**TASK INSTRUCTIONS**. Copy the lines below, requests included, starting at the one containing "pointing with pen." and ending at the one containing "[424,709,534,798]". Raise every bounding box coordinate in the answers by 53.

----- TASK DATA

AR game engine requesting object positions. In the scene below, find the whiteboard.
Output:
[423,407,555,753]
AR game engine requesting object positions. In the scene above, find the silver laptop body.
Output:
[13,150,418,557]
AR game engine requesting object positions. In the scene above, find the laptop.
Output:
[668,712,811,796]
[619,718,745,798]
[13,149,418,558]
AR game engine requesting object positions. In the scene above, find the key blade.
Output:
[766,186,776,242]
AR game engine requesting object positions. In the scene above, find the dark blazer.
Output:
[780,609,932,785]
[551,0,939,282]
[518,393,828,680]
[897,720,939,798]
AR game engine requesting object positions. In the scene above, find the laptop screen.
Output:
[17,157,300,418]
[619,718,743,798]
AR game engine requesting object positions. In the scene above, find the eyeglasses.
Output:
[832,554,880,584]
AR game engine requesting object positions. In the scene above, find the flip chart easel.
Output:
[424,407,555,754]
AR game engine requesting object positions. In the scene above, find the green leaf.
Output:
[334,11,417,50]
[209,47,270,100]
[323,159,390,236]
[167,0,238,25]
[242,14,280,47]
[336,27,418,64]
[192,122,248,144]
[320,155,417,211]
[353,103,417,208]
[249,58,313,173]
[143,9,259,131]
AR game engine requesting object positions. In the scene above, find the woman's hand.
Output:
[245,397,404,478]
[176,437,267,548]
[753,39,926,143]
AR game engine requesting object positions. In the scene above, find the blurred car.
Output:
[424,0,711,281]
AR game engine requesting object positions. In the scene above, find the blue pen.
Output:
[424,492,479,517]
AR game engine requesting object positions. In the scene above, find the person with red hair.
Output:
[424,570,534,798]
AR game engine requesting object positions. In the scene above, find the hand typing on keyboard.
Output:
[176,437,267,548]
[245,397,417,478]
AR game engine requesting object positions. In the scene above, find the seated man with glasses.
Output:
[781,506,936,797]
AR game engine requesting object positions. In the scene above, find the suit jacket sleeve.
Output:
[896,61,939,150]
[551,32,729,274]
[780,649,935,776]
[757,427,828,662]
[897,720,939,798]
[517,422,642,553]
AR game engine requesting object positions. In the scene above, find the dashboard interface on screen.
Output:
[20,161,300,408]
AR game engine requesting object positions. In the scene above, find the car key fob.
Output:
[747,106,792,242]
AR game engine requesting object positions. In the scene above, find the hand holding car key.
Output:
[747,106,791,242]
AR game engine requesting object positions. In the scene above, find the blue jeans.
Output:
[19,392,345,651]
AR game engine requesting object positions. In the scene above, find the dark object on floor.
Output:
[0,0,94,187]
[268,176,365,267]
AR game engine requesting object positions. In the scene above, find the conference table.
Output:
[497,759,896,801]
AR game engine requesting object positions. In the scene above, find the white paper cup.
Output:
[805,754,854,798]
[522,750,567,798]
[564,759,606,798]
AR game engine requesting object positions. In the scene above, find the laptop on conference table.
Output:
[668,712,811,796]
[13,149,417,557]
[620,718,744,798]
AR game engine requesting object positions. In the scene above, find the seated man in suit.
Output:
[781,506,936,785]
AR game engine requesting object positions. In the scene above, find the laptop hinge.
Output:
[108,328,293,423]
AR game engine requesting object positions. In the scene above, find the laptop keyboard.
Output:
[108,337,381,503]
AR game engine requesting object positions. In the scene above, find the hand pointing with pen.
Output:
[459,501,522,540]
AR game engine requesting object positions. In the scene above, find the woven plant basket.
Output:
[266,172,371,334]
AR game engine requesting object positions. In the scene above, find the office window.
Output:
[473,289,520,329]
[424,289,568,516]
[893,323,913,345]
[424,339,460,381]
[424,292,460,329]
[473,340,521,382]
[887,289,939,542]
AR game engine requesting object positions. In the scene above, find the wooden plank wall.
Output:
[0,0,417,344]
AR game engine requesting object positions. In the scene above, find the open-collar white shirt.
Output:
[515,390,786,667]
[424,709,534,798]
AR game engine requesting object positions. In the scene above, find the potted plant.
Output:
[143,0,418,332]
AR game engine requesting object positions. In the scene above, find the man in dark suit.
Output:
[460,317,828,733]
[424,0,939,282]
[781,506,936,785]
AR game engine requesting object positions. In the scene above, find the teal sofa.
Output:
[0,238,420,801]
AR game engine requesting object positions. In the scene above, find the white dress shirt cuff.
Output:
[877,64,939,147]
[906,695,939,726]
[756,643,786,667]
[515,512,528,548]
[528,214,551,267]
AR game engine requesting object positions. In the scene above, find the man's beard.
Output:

----------

**RESPONSE BELOW**.
AR game engine requesting object positions. In the scene above, find the hand pointing with pen.
Output:
[512,554,575,593]
AR game engine requesting object positions. In the scene above, find the woven plant basket.
Output:
[319,225,424,387]
AR game engine requesting object positions. In the scene above, find the office window.
Output:
[526,342,573,382]
[477,342,621,569]
[946,376,966,398]
[477,392,513,434]
[477,345,513,382]
[526,393,574,435]
[940,342,992,595]
AR game engine requesting object positions. In the scene above, find the wooden plank wall.
Output:
[53,53,470,397]
AR game engine requesting object positions. In the scene above, find the open-collar white shirt.
Output:
[568,443,839,720]
[477,762,587,851]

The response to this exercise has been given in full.